- WRITTEN PROBLEM A -
Reproduce verbatim the stretch of rows from the line containing "Target: window on building" through the line containing "0 25 L 2 24", including both of those lines.

Start of DOCUMENT TEXT

We were finally crossing the Romanian Danube on a flat-bottomed car ferry.

As we we made our way across the water we spread the maps out on the bonnet of the car and looked carefully for the crossing point. Once we were over we would have to find our way to the Black Sea and we had already been lost that day amongst unpaved roads and two-street villages. These were small communities, each home a family centre with its vine and carefully tended onion plots and we – good naturedly - had been held up behind a wedding procession, the hems of the beaming bride’s dress coloured by the dust on the roads.  But now the river, delivering a cool breeze, was suddenly there as a welcome marker, a flowing point of reference. It was finally possible to rest ourselves after the long, hot and dusty summer drive during which we’d passed whip snakes basking on the roads and, in a verge of long grass, the body of a dead man.

In glorious contrast to the lazy summer drone of the farmlands the crossing point was active with travellers going backward and forward to the coastal resorts for seasonal work or pleasure: gamblers, dancers, sun seekers, bar staff, casual labour, musicians, people bathing in the river and itinerant farm workers all of them creating a cloud of dust down by the edge of the water. It was wonderfully noisy. I had walked over to the slipway while we waited to board just to get some peace and respite from the crippling heat and looked downstream. Down there somewhere the river would eventually unwind and fray out into its own fertile delta.

We drove over the knocking board ramp and while the boat thump-thumped across the river we got talking to a Russian family who had driven down through Moldova and down the coast to see their family in Bulgaria. “It’s long but good” he had said with both resignation and a happy weariness. I got the sense that this river crossroads was an important marker point in their journey south.  After that, we passed the rest of the crossing in silence, enjoying the space between drives.

That was over a decade ago.

Now, on reflection, I’ve passed over a million border crossings like this: Places where one point in my journey meets another.  In this case it was a literal crossing point but in other cases it’s been standing on the liminal ribbon between land and water; walking a ridge between grass and space; the velvet hour between night and day; the hard edge between bright sun and the dark of the pine plantations; floating face down just before a slow dive into water. These are good places to cross. Always outside, always nothing between me and the earth, these are the spaces in which I feel I can finally meet myself properly. I can tick off those moments where my defences are let down and there is an easy necessity of silence, a seeming surplus of time. I like these moments. They are the reminders that I’m still travelling.

End of DOCUMENT TEXT
Start of DATA TO USE

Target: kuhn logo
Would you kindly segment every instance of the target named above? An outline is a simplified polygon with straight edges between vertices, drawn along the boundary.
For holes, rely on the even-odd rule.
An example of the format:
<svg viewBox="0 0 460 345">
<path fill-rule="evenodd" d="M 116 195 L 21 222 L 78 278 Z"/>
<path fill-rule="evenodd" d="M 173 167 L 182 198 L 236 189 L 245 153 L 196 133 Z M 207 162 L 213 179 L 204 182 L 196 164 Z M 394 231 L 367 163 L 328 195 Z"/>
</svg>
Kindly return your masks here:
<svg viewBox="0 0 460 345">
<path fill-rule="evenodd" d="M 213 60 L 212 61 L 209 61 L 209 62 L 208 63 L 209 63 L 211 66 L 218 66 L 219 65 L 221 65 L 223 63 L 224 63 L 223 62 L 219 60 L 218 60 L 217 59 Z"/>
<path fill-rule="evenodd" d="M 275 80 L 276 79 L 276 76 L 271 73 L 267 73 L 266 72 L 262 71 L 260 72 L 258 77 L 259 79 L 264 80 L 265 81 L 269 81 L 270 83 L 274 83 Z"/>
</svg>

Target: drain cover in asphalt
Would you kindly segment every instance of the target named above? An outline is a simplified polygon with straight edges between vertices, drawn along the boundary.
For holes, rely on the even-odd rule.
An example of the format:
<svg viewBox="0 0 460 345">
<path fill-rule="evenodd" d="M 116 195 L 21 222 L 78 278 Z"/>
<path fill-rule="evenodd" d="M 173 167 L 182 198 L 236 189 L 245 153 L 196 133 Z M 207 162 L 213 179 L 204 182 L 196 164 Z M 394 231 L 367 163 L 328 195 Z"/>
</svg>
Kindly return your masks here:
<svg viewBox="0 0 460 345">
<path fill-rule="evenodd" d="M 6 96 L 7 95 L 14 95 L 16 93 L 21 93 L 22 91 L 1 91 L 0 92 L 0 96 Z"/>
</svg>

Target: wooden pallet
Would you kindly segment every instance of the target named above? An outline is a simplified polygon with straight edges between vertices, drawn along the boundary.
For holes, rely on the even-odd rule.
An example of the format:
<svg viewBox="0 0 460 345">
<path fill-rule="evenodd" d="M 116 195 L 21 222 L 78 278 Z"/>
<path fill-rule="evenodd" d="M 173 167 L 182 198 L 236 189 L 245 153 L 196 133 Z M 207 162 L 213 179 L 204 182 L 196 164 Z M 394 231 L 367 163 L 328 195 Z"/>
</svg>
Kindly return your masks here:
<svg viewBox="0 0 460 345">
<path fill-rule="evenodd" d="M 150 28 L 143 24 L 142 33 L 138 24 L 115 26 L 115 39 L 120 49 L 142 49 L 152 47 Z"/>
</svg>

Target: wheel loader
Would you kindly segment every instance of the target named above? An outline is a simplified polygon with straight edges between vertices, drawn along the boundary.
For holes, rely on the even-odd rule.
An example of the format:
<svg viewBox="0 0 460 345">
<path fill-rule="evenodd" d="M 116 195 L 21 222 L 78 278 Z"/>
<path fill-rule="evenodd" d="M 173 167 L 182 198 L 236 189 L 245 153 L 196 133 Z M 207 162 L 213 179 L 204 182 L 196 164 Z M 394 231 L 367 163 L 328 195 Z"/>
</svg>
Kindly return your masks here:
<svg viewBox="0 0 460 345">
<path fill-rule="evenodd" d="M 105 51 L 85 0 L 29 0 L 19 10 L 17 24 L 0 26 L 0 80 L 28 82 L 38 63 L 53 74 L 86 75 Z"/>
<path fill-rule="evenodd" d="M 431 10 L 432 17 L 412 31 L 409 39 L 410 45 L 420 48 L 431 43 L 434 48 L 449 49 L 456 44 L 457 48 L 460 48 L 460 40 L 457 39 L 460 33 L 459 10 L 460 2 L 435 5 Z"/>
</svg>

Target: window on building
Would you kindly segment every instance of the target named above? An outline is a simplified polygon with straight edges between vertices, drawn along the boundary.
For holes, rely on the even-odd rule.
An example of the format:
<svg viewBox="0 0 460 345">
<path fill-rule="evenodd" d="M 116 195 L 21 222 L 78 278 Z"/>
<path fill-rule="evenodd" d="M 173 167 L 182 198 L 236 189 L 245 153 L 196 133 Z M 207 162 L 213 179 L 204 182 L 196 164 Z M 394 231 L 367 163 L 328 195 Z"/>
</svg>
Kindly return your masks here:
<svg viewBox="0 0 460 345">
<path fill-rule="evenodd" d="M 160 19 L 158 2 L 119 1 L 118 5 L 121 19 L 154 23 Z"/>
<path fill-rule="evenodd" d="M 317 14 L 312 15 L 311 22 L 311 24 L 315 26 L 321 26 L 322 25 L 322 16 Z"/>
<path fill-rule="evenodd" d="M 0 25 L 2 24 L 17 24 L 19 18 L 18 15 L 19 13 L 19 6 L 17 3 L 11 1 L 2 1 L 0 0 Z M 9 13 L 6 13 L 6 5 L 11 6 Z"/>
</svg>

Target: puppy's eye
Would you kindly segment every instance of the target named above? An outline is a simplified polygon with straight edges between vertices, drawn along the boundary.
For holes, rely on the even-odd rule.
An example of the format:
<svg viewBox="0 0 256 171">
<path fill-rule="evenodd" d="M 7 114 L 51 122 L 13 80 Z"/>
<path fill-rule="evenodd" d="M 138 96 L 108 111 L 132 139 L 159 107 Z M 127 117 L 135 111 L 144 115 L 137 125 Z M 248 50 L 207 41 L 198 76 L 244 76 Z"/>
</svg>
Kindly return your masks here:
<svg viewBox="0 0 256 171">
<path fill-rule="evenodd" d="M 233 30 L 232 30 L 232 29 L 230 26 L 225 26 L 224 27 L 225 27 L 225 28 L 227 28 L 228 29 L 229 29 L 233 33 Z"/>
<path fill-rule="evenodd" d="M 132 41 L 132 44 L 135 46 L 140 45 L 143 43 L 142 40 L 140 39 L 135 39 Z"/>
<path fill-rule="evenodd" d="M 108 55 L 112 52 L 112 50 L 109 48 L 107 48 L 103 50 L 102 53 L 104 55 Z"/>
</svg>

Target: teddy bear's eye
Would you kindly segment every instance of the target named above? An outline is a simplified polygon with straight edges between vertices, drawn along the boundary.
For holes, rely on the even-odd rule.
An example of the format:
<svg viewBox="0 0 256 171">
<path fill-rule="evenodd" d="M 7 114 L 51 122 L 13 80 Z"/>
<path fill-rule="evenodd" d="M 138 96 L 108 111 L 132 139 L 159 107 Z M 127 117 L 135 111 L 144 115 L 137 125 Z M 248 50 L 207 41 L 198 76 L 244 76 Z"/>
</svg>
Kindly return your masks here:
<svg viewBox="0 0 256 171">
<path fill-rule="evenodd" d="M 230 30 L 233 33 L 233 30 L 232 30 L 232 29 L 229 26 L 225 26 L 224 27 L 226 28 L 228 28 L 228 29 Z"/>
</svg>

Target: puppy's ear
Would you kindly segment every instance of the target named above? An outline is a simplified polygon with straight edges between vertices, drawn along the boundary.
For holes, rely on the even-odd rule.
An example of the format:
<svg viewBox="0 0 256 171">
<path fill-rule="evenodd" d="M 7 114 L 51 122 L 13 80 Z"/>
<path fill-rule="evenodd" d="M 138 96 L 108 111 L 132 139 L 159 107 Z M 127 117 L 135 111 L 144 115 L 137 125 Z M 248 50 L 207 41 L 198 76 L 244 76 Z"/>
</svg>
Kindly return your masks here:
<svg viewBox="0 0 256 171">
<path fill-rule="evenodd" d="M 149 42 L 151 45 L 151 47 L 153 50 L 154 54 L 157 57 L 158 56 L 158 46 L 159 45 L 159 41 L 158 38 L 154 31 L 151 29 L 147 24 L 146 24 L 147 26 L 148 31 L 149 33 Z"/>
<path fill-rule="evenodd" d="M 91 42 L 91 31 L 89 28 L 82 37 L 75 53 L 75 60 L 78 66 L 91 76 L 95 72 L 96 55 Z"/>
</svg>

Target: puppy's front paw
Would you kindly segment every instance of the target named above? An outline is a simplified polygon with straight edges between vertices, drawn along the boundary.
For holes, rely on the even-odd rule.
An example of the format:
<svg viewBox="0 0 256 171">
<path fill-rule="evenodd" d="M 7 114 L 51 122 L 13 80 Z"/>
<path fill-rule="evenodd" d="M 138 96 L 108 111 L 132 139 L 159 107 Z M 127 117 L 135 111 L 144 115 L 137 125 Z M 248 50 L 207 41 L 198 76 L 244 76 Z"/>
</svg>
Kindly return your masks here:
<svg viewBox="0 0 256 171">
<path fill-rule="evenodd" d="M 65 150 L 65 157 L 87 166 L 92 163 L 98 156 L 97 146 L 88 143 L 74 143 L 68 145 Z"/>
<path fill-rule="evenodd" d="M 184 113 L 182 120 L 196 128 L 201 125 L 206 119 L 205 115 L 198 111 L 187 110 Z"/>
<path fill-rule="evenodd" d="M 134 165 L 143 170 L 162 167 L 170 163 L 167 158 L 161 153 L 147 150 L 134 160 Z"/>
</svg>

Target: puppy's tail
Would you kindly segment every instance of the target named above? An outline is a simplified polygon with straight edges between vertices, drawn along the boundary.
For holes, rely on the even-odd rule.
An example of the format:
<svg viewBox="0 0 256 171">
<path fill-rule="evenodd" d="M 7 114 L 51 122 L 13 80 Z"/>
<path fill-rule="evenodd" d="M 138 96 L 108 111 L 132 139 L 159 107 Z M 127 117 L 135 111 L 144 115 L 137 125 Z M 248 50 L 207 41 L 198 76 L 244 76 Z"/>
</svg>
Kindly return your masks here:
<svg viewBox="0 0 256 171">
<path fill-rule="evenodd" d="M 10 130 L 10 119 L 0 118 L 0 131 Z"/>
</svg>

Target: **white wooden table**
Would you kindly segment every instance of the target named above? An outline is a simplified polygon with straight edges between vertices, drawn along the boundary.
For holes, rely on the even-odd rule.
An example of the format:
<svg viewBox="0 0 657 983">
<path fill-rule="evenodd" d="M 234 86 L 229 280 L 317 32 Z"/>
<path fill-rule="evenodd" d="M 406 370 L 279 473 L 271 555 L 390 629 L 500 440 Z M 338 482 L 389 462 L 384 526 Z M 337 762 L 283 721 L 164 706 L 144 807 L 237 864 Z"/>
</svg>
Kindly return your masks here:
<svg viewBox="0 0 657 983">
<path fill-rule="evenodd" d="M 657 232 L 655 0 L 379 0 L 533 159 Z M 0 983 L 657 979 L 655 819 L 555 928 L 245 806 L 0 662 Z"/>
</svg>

End of DATA TO USE

- WRITTEN PROBLEM B -
In the piece about crossing the Danube, why did the narrator walk over to the slipway while waiting to board? Answer in one to three sentences.

- EXERCISE SOLUTION A -
Target: window on building
Would you kindly segment every instance of the target named above? An outline is a simplified polygon with straight edges between vertices, drawn along the boundary.
For holes, rely on the even-odd rule.
An example of the format:
<svg viewBox="0 0 460 345">
<path fill-rule="evenodd" d="M 116 195 L 21 222 L 78 278 Z"/>
<path fill-rule="evenodd" d="M 173 167 L 182 198 L 236 189 L 245 153 L 196 133 Z M 207 162 L 213 179 L 204 182 L 196 164 Z M 394 231 L 367 163 L 328 195 Z"/>
</svg>
Kindly return your masks here:
<svg viewBox="0 0 460 345">
<path fill-rule="evenodd" d="M 160 19 L 158 2 L 119 1 L 118 5 L 121 19 L 154 23 Z"/>
<path fill-rule="evenodd" d="M 317 14 L 312 15 L 311 22 L 311 24 L 315 26 L 321 26 L 322 25 L 322 16 Z"/>
<path fill-rule="evenodd" d="M 0 25 L 2 24 L 17 24 L 19 18 L 18 15 L 19 13 L 19 6 L 17 3 L 11 1 L 2 1 L 0 0 Z M 9 13 L 6 13 L 6 5 L 11 6 Z"/>

- EXERCISE SOLUTION B -
The narrator walked over to the slipway to get some peace and respite from the crippling heat.